### WHAT YOU NEED TO DO
Determine how many lines in the material below contain the string "nose", then state only that count.

### EXTRACTED ENTRIES
[Start of Attachment]
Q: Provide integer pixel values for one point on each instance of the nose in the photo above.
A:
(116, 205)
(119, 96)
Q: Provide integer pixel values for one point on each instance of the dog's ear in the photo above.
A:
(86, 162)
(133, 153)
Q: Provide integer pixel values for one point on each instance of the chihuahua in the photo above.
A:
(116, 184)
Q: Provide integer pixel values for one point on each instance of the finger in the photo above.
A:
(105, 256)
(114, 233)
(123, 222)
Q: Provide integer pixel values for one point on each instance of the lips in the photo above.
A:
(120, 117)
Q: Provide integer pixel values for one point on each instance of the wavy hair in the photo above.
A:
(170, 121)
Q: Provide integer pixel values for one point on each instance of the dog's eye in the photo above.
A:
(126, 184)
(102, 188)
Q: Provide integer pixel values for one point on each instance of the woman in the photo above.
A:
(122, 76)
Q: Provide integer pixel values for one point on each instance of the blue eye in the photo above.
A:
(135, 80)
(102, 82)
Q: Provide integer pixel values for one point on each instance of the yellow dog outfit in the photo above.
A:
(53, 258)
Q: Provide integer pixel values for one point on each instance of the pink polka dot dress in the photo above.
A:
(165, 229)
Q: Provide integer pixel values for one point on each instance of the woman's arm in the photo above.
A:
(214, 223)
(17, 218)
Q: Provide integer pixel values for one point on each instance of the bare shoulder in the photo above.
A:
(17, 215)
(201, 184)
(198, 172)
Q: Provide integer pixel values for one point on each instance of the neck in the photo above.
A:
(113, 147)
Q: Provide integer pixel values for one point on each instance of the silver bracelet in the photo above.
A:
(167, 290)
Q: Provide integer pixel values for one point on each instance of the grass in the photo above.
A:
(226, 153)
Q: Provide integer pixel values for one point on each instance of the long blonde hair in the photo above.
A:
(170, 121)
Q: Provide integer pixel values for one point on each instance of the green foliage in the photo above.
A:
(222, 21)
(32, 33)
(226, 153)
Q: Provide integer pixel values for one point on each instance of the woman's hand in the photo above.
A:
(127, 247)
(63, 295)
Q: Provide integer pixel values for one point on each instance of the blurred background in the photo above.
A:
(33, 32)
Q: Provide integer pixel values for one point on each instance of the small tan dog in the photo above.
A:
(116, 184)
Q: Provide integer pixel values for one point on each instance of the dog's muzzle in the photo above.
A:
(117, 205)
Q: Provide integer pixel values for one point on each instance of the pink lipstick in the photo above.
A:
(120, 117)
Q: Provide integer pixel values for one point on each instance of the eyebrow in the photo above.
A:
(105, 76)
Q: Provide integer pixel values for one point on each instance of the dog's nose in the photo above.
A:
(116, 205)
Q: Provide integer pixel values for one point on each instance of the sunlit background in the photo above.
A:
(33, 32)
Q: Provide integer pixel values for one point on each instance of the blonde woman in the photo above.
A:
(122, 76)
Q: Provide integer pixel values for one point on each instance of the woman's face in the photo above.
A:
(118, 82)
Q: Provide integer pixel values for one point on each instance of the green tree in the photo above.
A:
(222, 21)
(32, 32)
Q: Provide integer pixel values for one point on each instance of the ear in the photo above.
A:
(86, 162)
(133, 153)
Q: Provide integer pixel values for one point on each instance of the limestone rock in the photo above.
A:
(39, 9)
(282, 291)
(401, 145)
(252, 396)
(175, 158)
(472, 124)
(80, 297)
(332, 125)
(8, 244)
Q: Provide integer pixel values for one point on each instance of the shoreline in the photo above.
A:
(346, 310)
[End of Attachment]
### SOLVED EXERCISE
2